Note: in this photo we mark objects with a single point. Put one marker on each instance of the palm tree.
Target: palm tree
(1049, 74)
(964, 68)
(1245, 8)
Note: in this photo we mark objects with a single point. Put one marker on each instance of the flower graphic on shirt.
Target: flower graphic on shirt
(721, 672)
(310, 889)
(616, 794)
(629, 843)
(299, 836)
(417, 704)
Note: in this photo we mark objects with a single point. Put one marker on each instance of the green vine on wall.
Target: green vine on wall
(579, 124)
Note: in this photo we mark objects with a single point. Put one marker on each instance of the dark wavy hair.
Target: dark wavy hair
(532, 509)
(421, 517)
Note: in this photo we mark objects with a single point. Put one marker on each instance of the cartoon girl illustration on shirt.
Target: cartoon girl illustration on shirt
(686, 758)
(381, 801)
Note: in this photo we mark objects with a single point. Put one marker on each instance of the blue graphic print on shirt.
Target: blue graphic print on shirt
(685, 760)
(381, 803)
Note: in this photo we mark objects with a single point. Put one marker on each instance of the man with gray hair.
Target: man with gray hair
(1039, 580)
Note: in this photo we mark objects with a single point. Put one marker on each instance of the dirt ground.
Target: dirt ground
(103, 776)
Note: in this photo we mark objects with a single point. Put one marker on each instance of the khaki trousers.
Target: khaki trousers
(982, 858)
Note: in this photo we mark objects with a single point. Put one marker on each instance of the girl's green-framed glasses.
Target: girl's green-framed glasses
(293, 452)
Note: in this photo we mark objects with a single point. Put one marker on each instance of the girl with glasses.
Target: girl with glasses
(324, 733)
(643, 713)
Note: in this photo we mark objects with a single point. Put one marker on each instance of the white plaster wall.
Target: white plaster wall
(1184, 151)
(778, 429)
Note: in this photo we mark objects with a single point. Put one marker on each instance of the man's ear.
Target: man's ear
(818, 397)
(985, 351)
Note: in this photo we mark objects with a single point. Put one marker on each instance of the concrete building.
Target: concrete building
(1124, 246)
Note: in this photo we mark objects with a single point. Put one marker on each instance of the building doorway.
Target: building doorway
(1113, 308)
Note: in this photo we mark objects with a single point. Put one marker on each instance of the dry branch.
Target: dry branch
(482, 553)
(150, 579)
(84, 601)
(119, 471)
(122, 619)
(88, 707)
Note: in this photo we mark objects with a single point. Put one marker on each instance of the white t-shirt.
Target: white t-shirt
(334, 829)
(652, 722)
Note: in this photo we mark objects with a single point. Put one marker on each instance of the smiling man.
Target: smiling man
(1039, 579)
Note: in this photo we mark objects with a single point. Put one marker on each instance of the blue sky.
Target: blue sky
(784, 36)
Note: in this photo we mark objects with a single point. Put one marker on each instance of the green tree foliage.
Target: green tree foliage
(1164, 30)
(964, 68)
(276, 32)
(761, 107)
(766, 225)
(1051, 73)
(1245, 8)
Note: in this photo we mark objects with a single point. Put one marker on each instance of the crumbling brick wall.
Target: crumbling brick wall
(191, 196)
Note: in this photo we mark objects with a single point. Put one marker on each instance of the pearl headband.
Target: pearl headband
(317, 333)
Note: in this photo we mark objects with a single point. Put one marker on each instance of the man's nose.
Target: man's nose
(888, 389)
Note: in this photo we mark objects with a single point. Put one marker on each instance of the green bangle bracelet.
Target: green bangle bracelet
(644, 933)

**Your goal**
Your answer should be the full set of records, printed exactly.

**Problem solution**
Note: in this photo we mark objects with a single point. Put one marker on each instance of the palm tree.
Target: palm tree
(1049, 74)
(964, 68)
(1245, 8)
Note: in this photo we mark objects with a single point. Put one marker on each instance of the flower graphic on shirt.
Target: flower graphic on shirt
(721, 672)
(310, 889)
(616, 794)
(629, 843)
(299, 836)
(417, 704)
Note: in this photo we mark objects with a single point. Put one marker on each instance of the green vine on wall.
Target: green vine on wall
(579, 124)
Note: in this photo we mark objects with a single point. Put one marker on each instance of the dark wavy hair.
Target: dark wavy hair
(532, 509)
(421, 517)
Note: in this photo we mark objects with a single point. Put one marker on each instance of the cartoon girl illustration on shirt.
Target: cartoon girl illustration on shirt
(686, 758)
(381, 801)
Note: in this photo we mark objects with a single point. Put one marker on each instance of the blue graphic print on shirt.
Target: blue graphic print on shirt
(685, 760)
(381, 803)
Note: in this photo we mark objects with a single point. Put one marker on each instance of the man with gray hair.
Target: man with gray hair
(1039, 580)
Note: in this photo we mark objects with a single point. Put one marker on each instance of the dirt ground.
Target: dirt ground
(103, 776)
Note: in this photo we mark objects with a single point. Put one marker on each instance of the khaki trousers.
Target: khaki trousers
(982, 858)
Note: in this photo we mark objects with a single point. Put one marker on each instance of the girl's green-framed glasses.
Target: girl's green-framed glasses
(293, 452)
Note: in this photo we mark objects with a single point. Put one marker on each instance of the girl with glasses.
Target: girl with glasses
(324, 733)
(643, 713)
Note: in this photo we mark objects with a single point. Put one marker on each instance of the white plaster wall.
Target: white plaster wall
(1184, 151)
(778, 429)
Note: in this photo we mark objects with a single point. Put one marker on each instance of the man's ear.
Target: man's ear
(818, 397)
(985, 351)
Note: in this photo we mark objects with a single point. Put one marker on each instance of the concrete building.
Target: concrete building
(1124, 246)
Note: in this photo we mark objects with a single point. Put one marker on each instance of the building doorway.
Target: building doorway
(1113, 308)
Note: in this photo we mark objects with a single point. Put one marker on each instance of the dry branch.
Target: dry branch
(482, 553)
(150, 579)
(84, 601)
(119, 471)
(122, 619)
(88, 707)
Note: in this photo we mark objects with a single point. Put one marker on each instance of the white t-shirt.
Target: white t-shirt
(334, 829)
(652, 722)
Note: in this photo we mark objects with a single point. Put one marker on each instance of the smiling man.
Target: smiling man
(1039, 579)
Note: in this photo we mark objects with a single point. Put one marker on each instance of the blue sky.
Target: blue sky
(784, 36)
Note: in this photo we mark objects with a single point. Put one marker on each instance of the green tree foliage.
Target: green tree foliage
(1164, 30)
(964, 68)
(276, 32)
(761, 107)
(766, 225)
(1051, 73)
(1245, 8)
Note: in this photo we mark objects with a single point. Put one marker on each instance of the crumbling brick wall.
Target: crumbling brick wall
(191, 196)
Note: in this photo we mark objects with a single point. Put one marker on each instance of the pearl headband.
Target: pearl headband
(317, 333)
Note: in this photo we mark objects with a single point. Put one marker on each instance of the man's nose.
Target: man's nose
(888, 389)
Note: in this photo we mark objects with a single point. Put one marker on each instance of the green bangle bracelet.
Target: green bangle bracelet
(644, 933)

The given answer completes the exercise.